_Liste des tâches_
A – Répondez brièvement à ces questions sur le texte consacré à Marie de Magdala.
(i) Que signifie la racine égyptienne du prénom Marie ?
(ii) À quelles époques s'est constitué le lien entre une sexualité libre et Marie de Magdala ?
(iii) Quel film illustre, selon le texte, le dualisme du regard occidental ?
B – Poursuivez le texte sur Marie de Magdala à partir de sa dernière phrase.

Marie de Magdala : un modèle de disciple

Marie de Magdala

Marie de Magdala
Gertrude Crête, SASV
encres acryliques sur papier, 2000
(photo © SEBQ) 

Dans le christianisme, une seule autre figure féminine revêt une importance aussi considérable que celle de Marie, mère de Jésus. Il s’agit de Marie du village de Magdala. Étymologiquement, Marie, Myriam, dont la racine égyptienne signifie « aimer » est très populaire au premier siècle de notre ère [1]. En Occident, le personnage de Marie de Magdala a nourri considérablement l’imaginaire, en particulier celui des hommes! Elle a été dépeinte comme une femme vivant une sexualité jugée excessive qui s’est repentie après la rencontre avec Jésus de Nazareth. Est-ce bien le cas?

Un personnage méprisé

     Cet amalgame entre une femme à une sexualité pleinement libre et le personnage de Marie de Magdala provient d’une méprise entre des personnages féminins néotestamentaires. Ainsi, Marie de Magdala a été confondue avec Marie de Béthanie qui a oint les pieds de Jésus en Jean (Jn 12,1-11), la « pécheresse » en Luc (7,36-50) et la femme « adultère » du quatrième évangile (Jn 8,1-11). Le lien entre une sexualité libre et Marie de Magdala s’est constitué à l’époque patristique (dès saint Augustin) et médiévale où une relecture moralisatrice de Lc 8,2 a consacré cette image de Marie de Magdala comme pécheresse. Cette interprétation s’appuie sur la guérison opérée par Jésus à son endroit (Il l’aurait soignée de sept démons). Dans une culture androcentrique et misogyne, cela ne pouvait qu’équivaloir à une pratique lubrique et débridée de la sexualité hors du contrôle des hommes [2]! Cette représentation de Marie de Magdala renforce, en Occident, l’infériorisation des femmes. Celles-ci étaient associées à la corporéité et conséquemment au péché comme le résume Élisabeth Moltan :

L’image artificielle de Marie-Madeleine avait pour but de révéler les besoins moraux, mais son histoire ne pouvait plus être lue sans être gravement déformée. […] La théologie de l’Europe occidental a, de manière erronée et sans aucune ambiguïté, situé le péché dans le corps humain et tout particulièrement dans le corps de la femme […] Avec cette manière de la dépeindre [une grande pécheresse repentie] s’est introduit un autre glissement fatal : la pénitence de Marie-Madeleine est devenue le modèle exemplaire proposé aux chrétiens pour faire le lien entre l’âme et le corps. L’existence matérielle, corporelle, est condamnée au profit de celle de la nature transcendante qui est glorifiée : l’assujettissement de la chair et le triomphe de l’âme sont célébrés. [3]

     Ainsi Marie de Magdala est devenue la figure emblématique de ce dualisme qui a marqué et qui conditionne toujours le regard occidental sur le monde et les relations entre les femmes et les hommes. Le film de Mel Gibson, La Passion du Christ, l’illustre de façon navrante.

Une disciple exceptionnelle

     Or, l’allusion aux sept démons (Lc 8,2; Mc 16,9) fait davantage référence à une maladie qui a failli terrasser Marie de Magdala. Rien dans ce passage biblique peut laisser présupposer une quelconque dimension de la sexualité. En d’autres termes, elle a été guérie d’une maladie qui menaçait sa vie.

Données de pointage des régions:
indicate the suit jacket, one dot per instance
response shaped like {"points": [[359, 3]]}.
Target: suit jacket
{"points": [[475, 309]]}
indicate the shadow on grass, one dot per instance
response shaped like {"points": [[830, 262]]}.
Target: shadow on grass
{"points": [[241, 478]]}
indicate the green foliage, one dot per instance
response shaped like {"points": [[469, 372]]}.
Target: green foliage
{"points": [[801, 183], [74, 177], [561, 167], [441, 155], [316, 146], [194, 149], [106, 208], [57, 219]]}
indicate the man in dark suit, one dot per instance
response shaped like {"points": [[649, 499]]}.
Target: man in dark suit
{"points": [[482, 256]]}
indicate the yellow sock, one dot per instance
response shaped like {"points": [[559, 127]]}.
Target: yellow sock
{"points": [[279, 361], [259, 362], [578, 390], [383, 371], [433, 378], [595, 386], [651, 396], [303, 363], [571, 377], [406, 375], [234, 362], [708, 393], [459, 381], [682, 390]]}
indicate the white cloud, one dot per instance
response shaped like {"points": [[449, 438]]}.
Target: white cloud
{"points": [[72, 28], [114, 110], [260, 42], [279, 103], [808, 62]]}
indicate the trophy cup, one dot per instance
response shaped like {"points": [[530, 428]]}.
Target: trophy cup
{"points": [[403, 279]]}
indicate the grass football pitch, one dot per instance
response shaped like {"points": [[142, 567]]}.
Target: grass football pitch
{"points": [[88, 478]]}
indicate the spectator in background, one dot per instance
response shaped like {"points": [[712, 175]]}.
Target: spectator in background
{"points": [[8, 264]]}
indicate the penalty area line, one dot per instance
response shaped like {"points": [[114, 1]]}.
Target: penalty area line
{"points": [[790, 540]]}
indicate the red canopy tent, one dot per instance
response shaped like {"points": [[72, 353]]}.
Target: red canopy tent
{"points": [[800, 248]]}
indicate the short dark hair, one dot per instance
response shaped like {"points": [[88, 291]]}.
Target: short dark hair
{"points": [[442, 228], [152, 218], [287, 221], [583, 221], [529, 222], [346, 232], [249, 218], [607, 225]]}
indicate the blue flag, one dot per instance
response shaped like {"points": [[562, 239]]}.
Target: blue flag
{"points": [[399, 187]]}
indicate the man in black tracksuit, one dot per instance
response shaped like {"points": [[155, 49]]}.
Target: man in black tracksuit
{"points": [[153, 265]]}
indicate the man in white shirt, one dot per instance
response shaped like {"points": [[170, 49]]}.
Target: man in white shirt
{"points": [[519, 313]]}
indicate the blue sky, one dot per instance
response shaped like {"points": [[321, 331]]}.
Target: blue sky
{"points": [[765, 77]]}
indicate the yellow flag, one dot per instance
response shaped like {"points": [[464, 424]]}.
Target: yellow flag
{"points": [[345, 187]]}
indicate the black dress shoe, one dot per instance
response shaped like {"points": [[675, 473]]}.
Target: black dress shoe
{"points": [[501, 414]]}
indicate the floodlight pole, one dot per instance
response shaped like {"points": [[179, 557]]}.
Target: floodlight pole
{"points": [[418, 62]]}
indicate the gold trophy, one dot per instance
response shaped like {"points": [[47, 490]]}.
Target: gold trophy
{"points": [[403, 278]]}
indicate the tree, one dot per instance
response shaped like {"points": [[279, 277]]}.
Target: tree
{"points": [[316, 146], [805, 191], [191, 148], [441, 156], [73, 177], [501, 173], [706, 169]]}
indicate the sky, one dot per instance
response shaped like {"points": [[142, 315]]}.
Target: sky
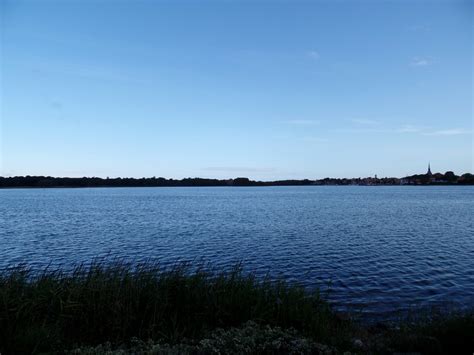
{"points": [[222, 89]]}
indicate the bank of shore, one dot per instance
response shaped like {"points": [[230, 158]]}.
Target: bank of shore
{"points": [[117, 308]]}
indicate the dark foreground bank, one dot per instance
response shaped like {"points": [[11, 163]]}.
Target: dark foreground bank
{"points": [[143, 309]]}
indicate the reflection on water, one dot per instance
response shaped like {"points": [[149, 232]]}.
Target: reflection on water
{"points": [[383, 249]]}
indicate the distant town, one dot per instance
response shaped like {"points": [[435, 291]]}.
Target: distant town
{"points": [[429, 178]]}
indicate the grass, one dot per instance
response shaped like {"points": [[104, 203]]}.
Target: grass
{"points": [[102, 307]]}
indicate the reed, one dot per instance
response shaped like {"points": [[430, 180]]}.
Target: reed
{"points": [[115, 307], [53, 310]]}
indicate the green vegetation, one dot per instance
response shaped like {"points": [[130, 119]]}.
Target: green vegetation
{"points": [[119, 308]]}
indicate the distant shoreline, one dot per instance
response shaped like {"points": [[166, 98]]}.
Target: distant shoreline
{"points": [[437, 179]]}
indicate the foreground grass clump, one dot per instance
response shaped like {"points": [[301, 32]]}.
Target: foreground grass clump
{"points": [[55, 311]]}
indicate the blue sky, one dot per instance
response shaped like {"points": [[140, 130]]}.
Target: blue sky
{"points": [[264, 89]]}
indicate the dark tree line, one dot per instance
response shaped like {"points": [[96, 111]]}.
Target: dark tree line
{"points": [[448, 178]]}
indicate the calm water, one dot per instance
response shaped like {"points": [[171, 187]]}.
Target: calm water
{"points": [[384, 249]]}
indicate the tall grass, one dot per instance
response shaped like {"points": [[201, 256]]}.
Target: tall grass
{"points": [[118, 305], [54, 311]]}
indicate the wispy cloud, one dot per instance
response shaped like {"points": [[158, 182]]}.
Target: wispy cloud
{"points": [[449, 132], [315, 140], [303, 122], [419, 28], [421, 61], [409, 129], [314, 55], [365, 122]]}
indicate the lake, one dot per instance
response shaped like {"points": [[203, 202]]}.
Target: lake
{"points": [[378, 250]]}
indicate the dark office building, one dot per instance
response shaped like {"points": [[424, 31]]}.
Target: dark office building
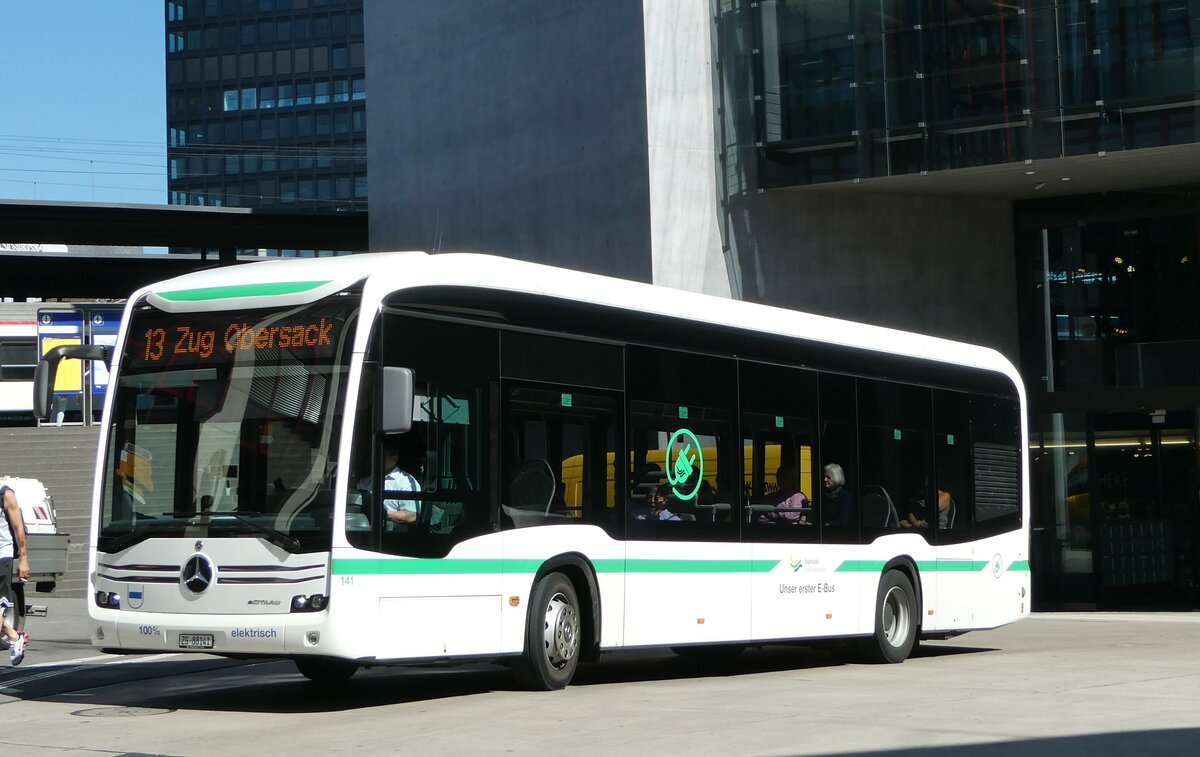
{"points": [[1017, 173], [267, 103]]}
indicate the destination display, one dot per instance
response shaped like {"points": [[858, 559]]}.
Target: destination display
{"points": [[159, 340]]}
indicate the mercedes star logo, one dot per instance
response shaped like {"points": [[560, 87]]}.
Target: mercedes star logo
{"points": [[197, 574]]}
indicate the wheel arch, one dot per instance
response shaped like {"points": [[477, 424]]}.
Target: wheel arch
{"points": [[582, 575], [907, 566]]}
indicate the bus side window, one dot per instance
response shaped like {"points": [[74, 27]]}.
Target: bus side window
{"points": [[952, 450], [559, 457], [839, 460], [682, 422], [780, 479], [893, 438]]}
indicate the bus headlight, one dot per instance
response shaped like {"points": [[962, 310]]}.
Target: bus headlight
{"points": [[312, 602]]}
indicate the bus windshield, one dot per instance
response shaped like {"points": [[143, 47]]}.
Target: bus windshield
{"points": [[225, 425]]}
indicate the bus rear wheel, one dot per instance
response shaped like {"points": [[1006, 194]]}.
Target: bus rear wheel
{"points": [[895, 620], [552, 635], [325, 671]]}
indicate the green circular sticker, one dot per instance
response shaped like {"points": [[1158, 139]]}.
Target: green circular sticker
{"points": [[688, 462]]}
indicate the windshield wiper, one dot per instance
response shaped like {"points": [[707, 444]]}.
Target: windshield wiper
{"points": [[279, 539]]}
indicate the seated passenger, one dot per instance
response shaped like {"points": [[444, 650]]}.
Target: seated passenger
{"points": [[792, 506], [837, 502], [661, 503], [918, 515], [402, 510]]}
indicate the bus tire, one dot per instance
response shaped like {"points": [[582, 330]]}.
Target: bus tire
{"points": [[552, 635], [895, 620], [325, 671]]}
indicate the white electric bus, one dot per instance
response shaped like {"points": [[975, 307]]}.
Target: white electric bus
{"points": [[592, 463]]}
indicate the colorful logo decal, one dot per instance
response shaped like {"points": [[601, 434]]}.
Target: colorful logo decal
{"points": [[685, 470]]}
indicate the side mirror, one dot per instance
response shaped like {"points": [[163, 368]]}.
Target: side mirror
{"points": [[396, 401], [48, 368]]}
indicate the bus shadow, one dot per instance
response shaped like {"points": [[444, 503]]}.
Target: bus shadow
{"points": [[274, 686]]}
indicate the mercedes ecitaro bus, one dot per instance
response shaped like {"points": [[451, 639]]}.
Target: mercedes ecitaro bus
{"points": [[390, 458]]}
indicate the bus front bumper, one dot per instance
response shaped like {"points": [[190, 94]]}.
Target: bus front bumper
{"points": [[267, 635]]}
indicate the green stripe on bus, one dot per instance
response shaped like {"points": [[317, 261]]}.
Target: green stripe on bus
{"points": [[939, 566], [457, 565], [241, 290], [861, 566], [492, 565]]}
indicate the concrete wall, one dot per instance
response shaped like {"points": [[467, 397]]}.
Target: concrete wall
{"points": [[933, 264], [684, 214], [510, 126]]}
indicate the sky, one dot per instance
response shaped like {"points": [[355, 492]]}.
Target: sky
{"points": [[84, 114]]}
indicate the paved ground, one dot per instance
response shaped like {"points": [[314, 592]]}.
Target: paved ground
{"points": [[1056, 684]]}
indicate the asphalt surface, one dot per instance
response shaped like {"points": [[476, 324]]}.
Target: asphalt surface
{"points": [[1055, 684]]}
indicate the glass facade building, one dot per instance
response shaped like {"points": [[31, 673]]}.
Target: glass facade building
{"points": [[267, 103], [820, 94], [856, 89]]}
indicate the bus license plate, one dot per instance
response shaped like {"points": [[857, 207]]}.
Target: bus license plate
{"points": [[196, 641]]}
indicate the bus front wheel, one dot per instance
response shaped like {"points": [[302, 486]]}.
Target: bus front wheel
{"points": [[552, 635], [895, 620], [327, 671]]}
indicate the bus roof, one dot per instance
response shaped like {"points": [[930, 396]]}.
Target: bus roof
{"points": [[297, 281]]}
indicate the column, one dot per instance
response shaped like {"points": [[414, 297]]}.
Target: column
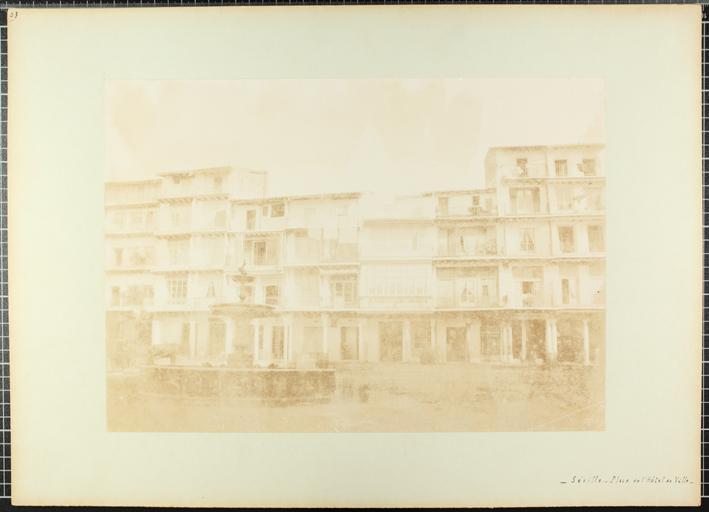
{"points": [[228, 336], [325, 322], [503, 343], [510, 352], [433, 335], [473, 339], [257, 335], [406, 341], [586, 343], [193, 338], [155, 335], [361, 334], [288, 336], [267, 335], [550, 332]]}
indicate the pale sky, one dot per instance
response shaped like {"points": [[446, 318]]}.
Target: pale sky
{"points": [[313, 136]]}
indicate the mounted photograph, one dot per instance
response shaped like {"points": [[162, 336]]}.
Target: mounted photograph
{"points": [[355, 255]]}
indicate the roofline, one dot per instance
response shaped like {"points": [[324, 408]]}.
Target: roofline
{"points": [[304, 197], [550, 146], [187, 172], [145, 181], [461, 191]]}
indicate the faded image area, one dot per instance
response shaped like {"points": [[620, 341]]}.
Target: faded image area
{"points": [[355, 256]]}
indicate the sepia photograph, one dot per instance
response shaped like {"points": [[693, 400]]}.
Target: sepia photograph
{"points": [[418, 256], [355, 255]]}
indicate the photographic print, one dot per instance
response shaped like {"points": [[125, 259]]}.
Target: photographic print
{"points": [[355, 255]]}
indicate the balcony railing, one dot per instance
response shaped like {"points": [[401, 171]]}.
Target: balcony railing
{"points": [[310, 251], [334, 251], [464, 211], [478, 248], [466, 301], [396, 302]]}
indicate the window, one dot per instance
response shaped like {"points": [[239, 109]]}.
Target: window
{"points": [[118, 257], [349, 343], [265, 252], [524, 200], [344, 291], [136, 219], [278, 342], [180, 215], [277, 210], [259, 253], [595, 239], [527, 240], [220, 219], [177, 289], [562, 168], [179, 250], [251, 220], [568, 294], [588, 167], [119, 219], [115, 296], [529, 293], [565, 199], [246, 293], [442, 206], [272, 295], [566, 238]]}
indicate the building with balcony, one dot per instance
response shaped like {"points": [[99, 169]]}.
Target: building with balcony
{"points": [[206, 263]]}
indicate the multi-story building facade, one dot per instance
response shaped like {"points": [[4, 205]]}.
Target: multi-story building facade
{"points": [[221, 272]]}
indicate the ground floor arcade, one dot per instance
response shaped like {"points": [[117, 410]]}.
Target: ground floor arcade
{"points": [[304, 339]]}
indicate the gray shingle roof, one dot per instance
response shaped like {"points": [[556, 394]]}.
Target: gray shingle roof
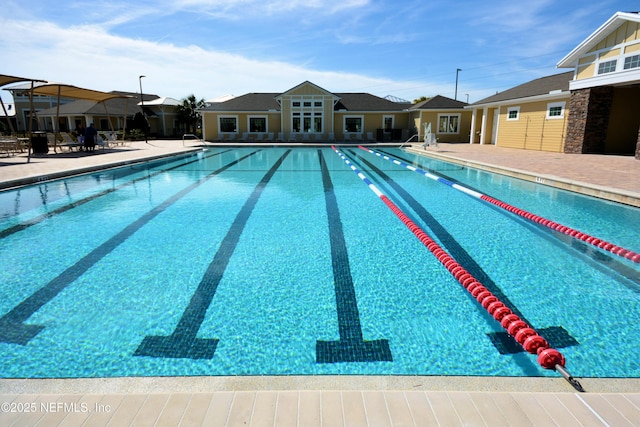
{"points": [[266, 101], [367, 102], [541, 86], [247, 102], [439, 102]]}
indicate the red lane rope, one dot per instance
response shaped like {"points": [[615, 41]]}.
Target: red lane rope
{"points": [[526, 336], [592, 240]]}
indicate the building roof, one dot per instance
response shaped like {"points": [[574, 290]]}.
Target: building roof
{"points": [[247, 102], [267, 101], [367, 102], [439, 102], [569, 61], [164, 101], [537, 87]]}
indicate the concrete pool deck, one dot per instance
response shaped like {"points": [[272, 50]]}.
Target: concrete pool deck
{"points": [[331, 400]]}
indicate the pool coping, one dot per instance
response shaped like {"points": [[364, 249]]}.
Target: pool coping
{"points": [[602, 192], [67, 173], [198, 384]]}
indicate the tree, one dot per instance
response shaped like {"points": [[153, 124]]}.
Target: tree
{"points": [[187, 112]]}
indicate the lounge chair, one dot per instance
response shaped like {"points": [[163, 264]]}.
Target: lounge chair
{"points": [[9, 145], [68, 142]]}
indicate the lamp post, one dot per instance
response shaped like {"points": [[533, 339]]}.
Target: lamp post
{"points": [[146, 122], [457, 71]]}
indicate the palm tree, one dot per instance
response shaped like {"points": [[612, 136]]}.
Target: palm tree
{"points": [[187, 112]]}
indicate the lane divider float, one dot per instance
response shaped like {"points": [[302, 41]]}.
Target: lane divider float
{"points": [[525, 335], [600, 243]]}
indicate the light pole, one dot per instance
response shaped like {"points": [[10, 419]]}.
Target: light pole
{"points": [[146, 122]]}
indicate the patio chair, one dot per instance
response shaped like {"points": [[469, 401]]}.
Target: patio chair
{"points": [[9, 145], [102, 142], [68, 142]]}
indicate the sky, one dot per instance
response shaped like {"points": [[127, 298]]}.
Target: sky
{"points": [[211, 48]]}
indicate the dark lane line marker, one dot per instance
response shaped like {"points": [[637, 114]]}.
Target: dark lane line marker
{"points": [[183, 343], [351, 347], [33, 221], [12, 328], [557, 336]]}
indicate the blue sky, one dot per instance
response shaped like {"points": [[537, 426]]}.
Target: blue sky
{"points": [[211, 48]]}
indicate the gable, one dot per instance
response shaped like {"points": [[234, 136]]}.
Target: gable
{"points": [[439, 102], [544, 86], [622, 28], [307, 88]]}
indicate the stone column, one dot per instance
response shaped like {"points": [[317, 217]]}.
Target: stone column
{"points": [[638, 146], [589, 111]]}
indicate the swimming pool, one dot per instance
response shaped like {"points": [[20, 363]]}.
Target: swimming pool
{"points": [[276, 261]]}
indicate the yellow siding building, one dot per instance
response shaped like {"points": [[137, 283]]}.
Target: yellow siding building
{"points": [[593, 108]]}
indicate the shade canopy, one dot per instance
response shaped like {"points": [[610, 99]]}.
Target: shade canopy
{"points": [[6, 79], [70, 91]]}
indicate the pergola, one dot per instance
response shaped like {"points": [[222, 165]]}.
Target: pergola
{"points": [[62, 90], [5, 80]]}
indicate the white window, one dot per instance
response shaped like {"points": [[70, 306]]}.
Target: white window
{"points": [[448, 123], [387, 122], [607, 67], [307, 115], [632, 62], [228, 124], [353, 124], [257, 124], [555, 110]]}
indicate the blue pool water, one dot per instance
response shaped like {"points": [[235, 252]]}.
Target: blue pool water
{"points": [[272, 261]]}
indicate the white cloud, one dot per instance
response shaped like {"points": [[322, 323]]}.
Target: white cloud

_Résultats des tâches_
A –
(i) Elle signifie « aimer ».
(ii) Ce lien s'est constitué à l'époque patristique (dès saint Augustin) et à l'époque médiévale.
(iii) C'est La Passion du Christ, de Mel Gibson.

B –
     Par ailleurs, il est intéressant de constater que Marie de Magdala est nommée en premier dans la liste des femmes accompagnant Jésus (Lc 8,2). Le fait qu’elle soit nommé en premier lieu laisse présager qu’elle pouvait jouir d’une certaine révérence et donc d’une autorité à titre de disciple à l’instar des Douze. L’auteur de l’évangile de Luc décrit la condition de disciples de Jésus (Lc 8,1). Or, le verset subséquent décrit les femmes en des termes similaires (Lc 8,2). Les femmes apparaissent donc comme des disciples à part entière.

     Le personnage de Marie de Magdala occupe une place importante dans certains passages évangéliques. Par exemple, ils décrivent que Marie de Magdala était présente au pied de la croix et à l’ensevelissement (Mt 27,55-56; Mc 15,40-41; Lc 23,49; Jn 19,25). Sur le plan théologique, les récits de la crucifixion représentent les plus anciens matériaux formant la base de la tradition évangélique. Ces passages dévoilent que très tôt dans la tradition chrétienne, Marie de Magdala, représente un personnage important, attachée à Jésus, au point où cette dernière était prête à prendre des risques personnels considérables. En effet, s’afficher ainsi pouvait entraîner de terribles conséquences en étant associée à un personnage séditieux [4].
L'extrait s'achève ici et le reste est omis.